**SHORT TASK**
Copy the listing below verbatim, reproducing every line of it without any change.

**DATA SHOWN**
================================
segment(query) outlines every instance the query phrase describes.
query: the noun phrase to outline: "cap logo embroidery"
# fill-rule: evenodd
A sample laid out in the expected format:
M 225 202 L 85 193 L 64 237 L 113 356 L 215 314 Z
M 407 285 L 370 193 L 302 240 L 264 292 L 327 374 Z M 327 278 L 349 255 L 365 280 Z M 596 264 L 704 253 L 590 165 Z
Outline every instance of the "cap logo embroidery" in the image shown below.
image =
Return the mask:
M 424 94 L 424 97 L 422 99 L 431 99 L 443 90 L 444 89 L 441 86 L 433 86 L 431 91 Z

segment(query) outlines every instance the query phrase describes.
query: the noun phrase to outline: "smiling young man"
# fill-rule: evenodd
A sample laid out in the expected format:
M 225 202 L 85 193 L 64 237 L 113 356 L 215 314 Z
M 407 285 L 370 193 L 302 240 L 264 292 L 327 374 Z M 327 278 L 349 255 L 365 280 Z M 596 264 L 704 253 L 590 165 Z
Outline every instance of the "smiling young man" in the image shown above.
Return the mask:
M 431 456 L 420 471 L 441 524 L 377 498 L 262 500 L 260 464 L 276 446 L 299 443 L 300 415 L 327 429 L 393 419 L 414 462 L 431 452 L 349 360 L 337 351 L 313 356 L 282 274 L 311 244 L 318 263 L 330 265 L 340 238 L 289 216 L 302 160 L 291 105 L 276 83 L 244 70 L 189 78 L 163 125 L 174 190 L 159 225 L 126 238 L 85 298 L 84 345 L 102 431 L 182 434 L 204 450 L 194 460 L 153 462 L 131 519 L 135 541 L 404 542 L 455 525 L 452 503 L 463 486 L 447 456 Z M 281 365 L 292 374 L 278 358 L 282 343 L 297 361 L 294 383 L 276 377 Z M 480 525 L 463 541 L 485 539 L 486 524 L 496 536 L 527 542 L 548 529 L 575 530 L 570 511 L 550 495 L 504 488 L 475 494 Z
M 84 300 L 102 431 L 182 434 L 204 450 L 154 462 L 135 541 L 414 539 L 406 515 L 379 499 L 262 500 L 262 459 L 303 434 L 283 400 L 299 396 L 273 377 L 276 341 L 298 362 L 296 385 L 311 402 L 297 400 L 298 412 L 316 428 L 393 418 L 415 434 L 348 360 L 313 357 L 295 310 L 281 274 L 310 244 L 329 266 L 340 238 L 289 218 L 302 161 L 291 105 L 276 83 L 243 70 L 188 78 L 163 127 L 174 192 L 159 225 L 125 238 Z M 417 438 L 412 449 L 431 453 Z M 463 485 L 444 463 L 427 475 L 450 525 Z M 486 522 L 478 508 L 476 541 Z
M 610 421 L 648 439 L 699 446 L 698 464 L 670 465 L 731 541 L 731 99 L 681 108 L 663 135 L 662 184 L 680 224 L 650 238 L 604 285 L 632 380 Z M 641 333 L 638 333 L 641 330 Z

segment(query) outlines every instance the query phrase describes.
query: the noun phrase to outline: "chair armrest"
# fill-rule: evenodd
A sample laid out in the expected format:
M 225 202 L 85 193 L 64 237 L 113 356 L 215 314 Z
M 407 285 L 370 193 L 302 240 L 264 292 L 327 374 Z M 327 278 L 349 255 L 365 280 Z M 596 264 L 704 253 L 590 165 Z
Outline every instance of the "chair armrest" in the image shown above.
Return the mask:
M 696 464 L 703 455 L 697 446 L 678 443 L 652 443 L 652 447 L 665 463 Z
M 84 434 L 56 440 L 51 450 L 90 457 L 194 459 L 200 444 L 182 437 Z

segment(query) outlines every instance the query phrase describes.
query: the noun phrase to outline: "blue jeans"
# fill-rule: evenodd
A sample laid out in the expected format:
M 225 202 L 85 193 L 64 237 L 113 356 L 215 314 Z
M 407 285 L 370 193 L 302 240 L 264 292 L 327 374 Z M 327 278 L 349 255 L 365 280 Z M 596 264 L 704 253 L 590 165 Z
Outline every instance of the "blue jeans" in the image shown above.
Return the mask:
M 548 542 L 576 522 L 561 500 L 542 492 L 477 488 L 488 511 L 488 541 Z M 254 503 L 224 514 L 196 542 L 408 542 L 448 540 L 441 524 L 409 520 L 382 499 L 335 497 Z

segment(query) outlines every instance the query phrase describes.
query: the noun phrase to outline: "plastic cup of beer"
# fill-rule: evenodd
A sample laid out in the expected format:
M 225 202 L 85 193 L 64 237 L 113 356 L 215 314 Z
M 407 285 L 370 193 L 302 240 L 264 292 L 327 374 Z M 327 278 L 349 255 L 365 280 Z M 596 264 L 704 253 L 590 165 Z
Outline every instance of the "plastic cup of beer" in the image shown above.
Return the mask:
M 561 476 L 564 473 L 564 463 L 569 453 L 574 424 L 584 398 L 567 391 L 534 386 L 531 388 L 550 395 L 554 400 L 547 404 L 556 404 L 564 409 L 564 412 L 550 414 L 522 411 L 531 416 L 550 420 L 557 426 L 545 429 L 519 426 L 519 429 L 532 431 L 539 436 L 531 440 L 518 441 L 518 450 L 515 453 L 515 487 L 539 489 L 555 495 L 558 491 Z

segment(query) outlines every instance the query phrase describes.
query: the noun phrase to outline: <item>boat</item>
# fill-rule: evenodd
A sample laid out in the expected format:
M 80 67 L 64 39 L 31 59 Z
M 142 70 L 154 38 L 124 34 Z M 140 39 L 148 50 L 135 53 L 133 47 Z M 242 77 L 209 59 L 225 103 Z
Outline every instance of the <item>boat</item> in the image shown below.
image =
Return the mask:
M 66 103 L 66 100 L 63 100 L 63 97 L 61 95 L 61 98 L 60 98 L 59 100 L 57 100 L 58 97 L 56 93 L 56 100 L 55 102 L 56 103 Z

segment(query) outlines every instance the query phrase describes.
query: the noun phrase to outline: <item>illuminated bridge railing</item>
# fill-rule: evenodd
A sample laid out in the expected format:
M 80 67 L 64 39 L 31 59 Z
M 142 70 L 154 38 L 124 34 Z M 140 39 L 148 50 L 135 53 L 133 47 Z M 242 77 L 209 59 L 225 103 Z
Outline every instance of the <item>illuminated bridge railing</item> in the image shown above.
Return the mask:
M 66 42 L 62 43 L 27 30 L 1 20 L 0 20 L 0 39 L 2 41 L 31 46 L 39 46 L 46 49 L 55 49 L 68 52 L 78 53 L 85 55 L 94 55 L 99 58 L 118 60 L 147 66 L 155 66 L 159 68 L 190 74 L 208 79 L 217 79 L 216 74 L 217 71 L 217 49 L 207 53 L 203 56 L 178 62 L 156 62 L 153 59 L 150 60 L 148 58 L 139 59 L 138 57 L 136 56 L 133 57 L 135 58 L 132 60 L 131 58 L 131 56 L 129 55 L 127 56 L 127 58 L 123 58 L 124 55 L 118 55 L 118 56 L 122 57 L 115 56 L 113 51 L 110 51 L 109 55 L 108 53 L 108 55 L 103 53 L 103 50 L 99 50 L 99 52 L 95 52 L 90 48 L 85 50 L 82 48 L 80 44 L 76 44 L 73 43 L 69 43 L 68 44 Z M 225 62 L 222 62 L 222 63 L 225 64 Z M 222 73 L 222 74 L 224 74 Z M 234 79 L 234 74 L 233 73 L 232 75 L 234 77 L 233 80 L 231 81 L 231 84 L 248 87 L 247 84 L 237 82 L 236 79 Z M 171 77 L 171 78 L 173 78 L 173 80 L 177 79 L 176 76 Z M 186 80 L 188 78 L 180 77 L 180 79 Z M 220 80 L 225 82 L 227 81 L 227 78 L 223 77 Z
================================
**RIGHT ANSWER**
segment(query) outlines every instance the query phrase describes.
query: the noun phrase to outline: "cap logo embroidery"
# fill-rule: evenodd
A sample laid out in the expected format:
M 225 202 L 85 193 L 64 237 L 113 356 L 215 314 Z
M 407 285 L 370 193 L 302 240 L 264 292 L 327 374 Z M 327 278 L 349 255 L 365 280 Z M 596 264 L 704 253 L 590 165 Z
Outline every instance of the "cap logo embroidery" in the image shown below.
image =
Return the mask:
M 424 94 L 424 97 L 422 99 L 431 99 L 443 90 L 444 89 L 441 86 L 433 86 L 431 91 Z

segment(query) outlines every instance the query phrase describes.
query: the noun phrase to outline: "smiling young man"
# fill-rule: evenodd
A sample laid out in the expected format:
M 225 202 L 85 193 L 64 237 L 113 356 L 215 314 Z
M 407 285 L 370 193 L 302 240 L 264 292 L 327 374 Z M 327 278 L 349 255 L 365 280 Z M 596 264 L 704 253 L 590 165 Z
Outline every instance of the "smiling young man" in the image shown above.
Return the mask:
M 431 456 L 420 471 L 441 524 L 377 498 L 262 500 L 260 464 L 276 446 L 299 443 L 300 415 L 327 429 L 393 419 L 414 462 L 431 452 L 349 360 L 337 351 L 313 356 L 282 274 L 311 244 L 318 263 L 330 265 L 340 238 L 289 216 L 302 160 L 291 105 L 276 83 L 244 70 L 189 78 L 163 125 L 174 190 L 159 225 L 126 238 L 85 298 L 84 345 L 102 431 L 182 434 L 204 450 L 194 460 L 153 462 L 131 519 L 135 541 L 404 542 L 455 525 L 452 503 L 463 486 L 447 456 Z M 281 365 L 292 374 L 278 358 L 282 343 L 297 361 L 294 383 L 276 377 Z M 480 525 L 463 541 L 485 539 L 486 524 L 496 536 L 527 542 L 548 529 L 575 530 L 570 511 L 550 495 L 504 488 L 475 494 Z
M 84 300 L 102 431 L 182 434 L 204 450 L 154 462 L 135 541 L 414 539 L 406 515 L 379 499 L 262 500 L 262 459 L 303 434 L 283 400 L 299 396 L 273 377 L 276 341 L 298 362 L 296 385 L 311 402 L 297 400 L 298 412 L 316 428 L 393 418 L 415 434 L 348 360 L 313 357 L 295 310 L 281 274 L 310 244 L 329 266 L 340 238 L 289 218 L 302 161 L 291 105 L 276 83 L 243 70 L 188 78 L 163 127 L 174 192 L 159 225 L 125 238 Z M 417 438 L 412 449 L 431 453 Z M 463 485 L 444 463 L 427 475 L 450 525 Z M 486 522 L 478 508 L 476 541 Z
M 610 421 L 648 439 L 699 446 L 698 464 L 670 465 L 731 541 L 731 99 L 681 108 L 663 135 L 662 184 L 680 224 L 650 238 L 604 285 L 632 380 Z M 641 333 L 638 333 L 641 330 Z

segment(query) outlines every instance the query phrase describes.
query: the noun phrase to outline: "chair armrest"
# fill-rule: evenodd
A sample laid out in the expected format:
M 225 202 L 85 193 L 64 237 L 113 356 L 215 314 Z
M 407 285 L 370 193 L 302 240 L 264 292 L 327 374 Z M 327 278 L 349 255 L 365 280 Z M 596 264 L 704 253 L 590 165 Z
Outline every instance of the "chair armrest" in the image shown above.
Return the mask:
M 696 464 L 703 455 L 697 446 L 678 443 L 652 443 L 652 447 L 665 463 Z
M 84 434 L 56 440 L 51 450 L 90 457 L 194 459 L 200 444 L 182 437 Z

segment(query) outlines every instance the query phrase describes.
query: the noun phrase to outline: "blue jeans"
# fill-rule: evenodd
A sample laid out in the expected format:
M 225 202 L 85 193 L 64 237 L 113 356 L 215 314 Z
M 407 285 L 370 193 L 302 240 L 264 292 L 327 374 Z M 327 278 L 349 255 L 365 280 Z M 596 264 L 704 253 L 590 165 Z
Outline every instance of the "blue jeans" in the image shown above.
Return the mask:
M 548 542 L 576 522 L 561 500 L 542 492 L 477 488 L 488 511 L 488 541 Z M 254 503 L 224 514 L 196 542 L 408 542 L 448 540 L 441 524 L 409 520 L 382 499 L 335 497 Z

segment(query) outlines every instance the query phrase describes.
query: the noun phrase to outline: "plastic cup of beer"
# fill-rule: evenodd
A sample laid out in the expected format:
M 225 202 L 85 193 L 64 237 L 113 356 L 215 314 Z
M 407 285 L 370 193 L 302 240 L 264 292 L 327 374 Z M 327 278 L 349 255 L 365 280 Z M 596 264 L 704 253 L 590 165 Z
Outline every instance of the "plastic cup of beer" in the image shown above.
Return the mask:
M 561 476 L 564 473 L 564 463 L 569 453 L 574 424 L 584 398 L 567 391 L 534 386 L 531 388 L 550 395 L 554 400 L 547 404 L 556 404 L 564 409 L 564 412 L 550 414 L 522 411 L 531 416 L 550 420 L 557 426 L 545 429 L 519 426 L 519 429 L 532 431 L 539 436 L 531 440 L 518 441 L 518 450 L 515 453 L 515 487 L 539 489 L 555 495 L 558 491 Z

segment(query) outlines every instance the query phrase describes.
query: the noun phrase to outline: <item>boat</item>
# fill-rule: evenodd
A sample laid out in the expected format:
M 80 67 L 64 39 L 31 59 Z
M 142 70 L 154 38 L 124 34 Z M 140 39 L 148 50 L 135 53 L 133 47 Z M 242 77 L 209 59 L 225 103 Z
Outline every instance of the <item>boat</item> in the image shown below.
image =
Return the mask:
M 66 103 L 66 100 L 63 100 L 63 97 L 61 95 L 61 98 L 60 98 L 59 100 L 57 100 L 58 97 L 56 93 L 56 100 L 55 102 L 56 103 Z

segment(query) outlines every instance the query phrase describes.
query: the noun phrase to outline: <item>illuminated bridge railing</item>
# fill-rule: evenodd
A sample laid out in the expected format:
M 80 67 L 64 39 L 31 59 Z
M 142 70 L 154 38 L 124 34 Z M 140 39 L 148 50 L 135 53 L 133 47 Z M 242 77 L 209 59 L 225 103 Z
Outline every instance of the <item>illuminated bridge railing</item> in the image shown above.
Return the mask:
M 66 42 L 62 43 L 27 30 L 1 20 L 0 20 L 0 39 L 2 41 L 31 46 L 39 46 L 46 49 L 55 49 L 68 52 L 78 53 L 85 55 L 94 55 L 99 58 L 118 60 L 147 66 L 155 66 L 159 68 L 190 74 L 208 79 L 217 79 L 216 74 L 217 71 L 217 49 L 207 53 L 203 56 L 178 62 L 156 62 L 153 59 L 150 60 L 148 58 L 139 59 L 138 57 L 136 56 L 133 57 L 135 58 L 132 60 L 131 58 L 131 56 L 129 55 L 127 56 L 127 58 L 123 58 L 124 55 L 118 55 L 118 56 L 122 57 L 115 56 L 113 51 L 110 51 L 109 55 L 108 53 L 108 55 L 103 53 L 103 50 L 99 50 L 99 52 L 95 52 L 90 48 L 85 50 L 82 48 L 80 44 L 76 44 L 73 43 L 69 43 L 68 44 Z M 225 62 L 222 62 L 222 63 L 225 64 Z M 222 73 L 222 74 L 224 74 Z M 234 79 L 234 74 L 233 73 L 232 75 L 234 77 L 233 80 L 231 81 L 231 84 L 248 87 L 247 84 L 237 82 L 236 79 Z M 171 77 L 171 78 L 173 78 L 173 80 L 177 79 L 176 76 Z M 186 80 L 188 78 L 180 77 L 180 79 Z M 220 80 L 225 82 L 227 81 L 227 78 L 223 77 Z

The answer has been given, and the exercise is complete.